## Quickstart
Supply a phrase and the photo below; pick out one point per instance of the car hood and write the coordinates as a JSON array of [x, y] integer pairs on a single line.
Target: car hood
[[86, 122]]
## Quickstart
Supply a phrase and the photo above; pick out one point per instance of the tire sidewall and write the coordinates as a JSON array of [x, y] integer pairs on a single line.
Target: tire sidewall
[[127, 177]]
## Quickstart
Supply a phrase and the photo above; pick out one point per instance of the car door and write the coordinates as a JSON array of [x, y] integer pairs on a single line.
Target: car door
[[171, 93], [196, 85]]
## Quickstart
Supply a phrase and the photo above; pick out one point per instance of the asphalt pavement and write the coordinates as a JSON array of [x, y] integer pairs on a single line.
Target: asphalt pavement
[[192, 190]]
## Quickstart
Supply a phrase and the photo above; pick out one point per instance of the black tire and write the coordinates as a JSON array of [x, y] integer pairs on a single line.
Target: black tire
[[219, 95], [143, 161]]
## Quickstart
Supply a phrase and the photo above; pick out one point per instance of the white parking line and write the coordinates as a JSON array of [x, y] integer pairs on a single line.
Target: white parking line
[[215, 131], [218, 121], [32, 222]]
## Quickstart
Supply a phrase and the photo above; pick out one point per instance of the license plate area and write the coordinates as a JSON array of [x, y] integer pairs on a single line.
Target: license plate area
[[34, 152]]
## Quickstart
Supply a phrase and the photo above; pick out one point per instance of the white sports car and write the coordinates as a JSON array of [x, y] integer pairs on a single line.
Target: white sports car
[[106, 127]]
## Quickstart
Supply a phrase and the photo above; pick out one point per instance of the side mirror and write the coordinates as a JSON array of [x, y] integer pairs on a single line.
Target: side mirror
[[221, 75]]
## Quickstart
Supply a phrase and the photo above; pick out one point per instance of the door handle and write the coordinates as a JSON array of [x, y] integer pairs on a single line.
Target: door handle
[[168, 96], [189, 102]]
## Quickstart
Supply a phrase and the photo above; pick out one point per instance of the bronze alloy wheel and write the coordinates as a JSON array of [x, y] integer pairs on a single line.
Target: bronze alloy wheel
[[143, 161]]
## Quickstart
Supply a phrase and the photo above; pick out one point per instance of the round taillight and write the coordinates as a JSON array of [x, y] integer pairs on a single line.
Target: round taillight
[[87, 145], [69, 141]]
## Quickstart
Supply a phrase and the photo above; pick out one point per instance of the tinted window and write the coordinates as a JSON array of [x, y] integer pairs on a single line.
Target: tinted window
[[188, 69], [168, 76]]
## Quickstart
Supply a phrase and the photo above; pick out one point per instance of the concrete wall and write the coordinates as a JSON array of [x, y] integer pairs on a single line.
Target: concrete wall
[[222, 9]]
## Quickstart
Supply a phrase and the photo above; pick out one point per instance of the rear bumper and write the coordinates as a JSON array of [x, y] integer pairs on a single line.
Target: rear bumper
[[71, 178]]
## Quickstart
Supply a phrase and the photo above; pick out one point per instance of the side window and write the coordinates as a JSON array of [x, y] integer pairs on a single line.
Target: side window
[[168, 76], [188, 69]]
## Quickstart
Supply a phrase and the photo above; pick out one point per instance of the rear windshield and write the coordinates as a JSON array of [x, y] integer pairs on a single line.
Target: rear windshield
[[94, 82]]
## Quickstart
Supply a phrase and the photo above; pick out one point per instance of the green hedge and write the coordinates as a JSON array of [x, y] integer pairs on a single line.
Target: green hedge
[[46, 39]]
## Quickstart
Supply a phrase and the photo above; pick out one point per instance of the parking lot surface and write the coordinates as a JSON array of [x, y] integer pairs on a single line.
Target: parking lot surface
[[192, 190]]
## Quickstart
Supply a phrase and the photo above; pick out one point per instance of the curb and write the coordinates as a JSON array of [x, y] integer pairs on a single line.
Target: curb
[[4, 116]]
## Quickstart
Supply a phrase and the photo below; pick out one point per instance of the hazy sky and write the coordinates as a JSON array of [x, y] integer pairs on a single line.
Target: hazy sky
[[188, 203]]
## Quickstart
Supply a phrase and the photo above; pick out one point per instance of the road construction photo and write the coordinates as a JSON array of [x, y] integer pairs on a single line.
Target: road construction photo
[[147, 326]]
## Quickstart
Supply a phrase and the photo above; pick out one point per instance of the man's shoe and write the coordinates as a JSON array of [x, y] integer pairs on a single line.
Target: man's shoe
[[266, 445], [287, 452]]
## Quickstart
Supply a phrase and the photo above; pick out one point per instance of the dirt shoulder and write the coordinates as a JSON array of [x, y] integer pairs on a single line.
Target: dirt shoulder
════
- INSTRUCTIONS FOR THE TASK -
Extract the full set of entries word for word.

- ANSWER BELOW -
## Quickstart
Supply a phrase and the photo below; pick out one point per instance of the car hood and write the coordinates as a JSON array of [x, y] integer pairs on a single line.
Target: car hood
[[86, 122]]
## Quickstart
Supply a phrase and the photo above; pick out one point per instance of the tire sidewall and write the coordinates as a JSON array of [x, y] integer pairs on a single line.
Target: tire sidewall
[[127, 177]]
## Quickstart
Supply a phrase and the photo above; pick out one point per instance of the car door and write the coordinates as a JSON array of [x, y] integer pairs on a single line.
Target: car door
[[171, 93], [196, 85]]
## Quickstart
Supply a phrase and the photo above; pick out one point per instance of the asphalt pavement and write the coordinates as a JSON array of [x, y] integer pairs on a single line.
Target: asphalt pavement
[[192, 190]]
## Quickstart
Supply a phrase and the photo above; pick out one point per instance of the black tire and write the coordinates as a JSON array of [x, y] integer pairs on a single line.
Target: black tire
[[219, 95], [143, 161]]
## Quickstart
Supply a phrase and the photo above; pick out one point per instance of the white parking line and write the coordinates as a JSON array of [x, y] integer pairs on a single line.
Target: white parking line
[[215, 131], [218, 121], [32, 222]]
## Quickstart
Supply a phrase and the photo above; pick out one point per instance of the license plate area and write the coordinates as a JSON array of [x, y] integer pairs on a single line.
Target: license plate area
[[34, 152]]
## Quickstart
Supply a phrase and the photo above; pick out one point per instance of the white sports car and write the coordinates as a JSON array of [x, y] integer pairs on a single line.
Target: white sports car
[[106, 127]]
## Quickstart
Supply a phrase and the photo above; pick out one point per instance of the side mirror and write the coordinates as a JSON array of [x, y] integer pairs on a single line.
Target: side mirror
[[221, 75]]
## Quickstart
Supply a phrase and the photo above; pick out one point per instance of the door handle and write the coordinates as a JSON array of [x, y] integer pairs on a single line.
Target: door handle
[[168, 96], [189, 102]]
## Quickstart
Supply a phrase and the photo above; pick out one point per instance of the bronze alloy wheel and write the coordinates as a JSON array of [x, y] integer pairs on a single line.
Target: bronze alloy wheel
[[143, 161]]
## Quickstart
Supply a phrase and the photo above; pick out one point per instance of the round taillight and write the coordinates as a JSON array of [x, y] integer pairs on a single line.
Target: round taillight
[[87, 145], [69, 141]]
## Quickstart
Supply a phrase and the photo above; pick out one point per instance of the tinted window and write the coordinates as a JSON array of [x, y] integer pairs on a single line.
Target: tinted window
[[188, 69], [168, 76]]
## Quickstart
Supply a phrase and the photo above; pick out one point per instance of the concrete wall and write the coordinates as a JSON array of [x, y] integer pairs on a single line.
Target: concrete wall
[[222, 9]]
## Quickstart
Supply a phrase and the photo above; pick out one point per instance of the rear bumper and write the coordinates as a JSON array of [x, y] integer pairs on a single line.
Target: rear bumper
[[71, 178]]
## Quickstart
Supply a phrase and the photo above; pick out one point per instance of the side window and write the coordinates as a JSON array of [x, y] integer pairs on a single line.
Target: side window
[[168, 76], [188, 69]]
## Quickstart
Supply a phrase and the photo above; pick out one point per instance of the rear windshield and write the coordinates as a JSON array of [x, y] integer pairs on a single line.
Target: rear windshield
[[94, 82]]
## Quickstart
Supply a phrase and the photo above; pick out one point per instance of the green hedge and write the coordinates as a JSON array of [x, y] integer pairs on a single line.
Target: green hedge
[[46, 39]]
## Quickstart
Supply a phrase and the photo above; pick out one point per instance of the parking lot surface and write the coordinates as a JSON array of [x, y] integer pairs on a single line.
Target: parking lot surface
[[192, 190]]
## Quickstart
Supply a phrase and the photo above; pick out one point per instance of the curb and write the coordinates as a JSON array of [x, y] integer pairs on a single line.
Target: curb
[[4, 116]]
## Quickstart
Supply a phrase and the photo below; pick out one point per instance of the hazy sky and write the coordinates as a JSON array of [x, y] integer pairs on a single line.
Target: hazy sky
[[188, 203]]
## Quickstart
Supply a phrase and the photo above; pick out one point per instance of the road construction photo and write the coordinates as a JSON array of [x, y] integer pairs on a single line.
Target: road construction photo
[[147, 326]]
## Quickstart
Supply a phrase and the photo above; pick out one point per instance of the man's shoe and write the coordinates as a JSON array of [x, y] integer pairs on a single line.
Target: man's shoe
[[266, 445], [287, 452]]
## Quickstart
Supply a phrase and the photo above; pick out one point per instance of the dirt shoulder and write the coordinates as a JSON array of [x, y] integer pairs on a single line.
Target: dirt shoulder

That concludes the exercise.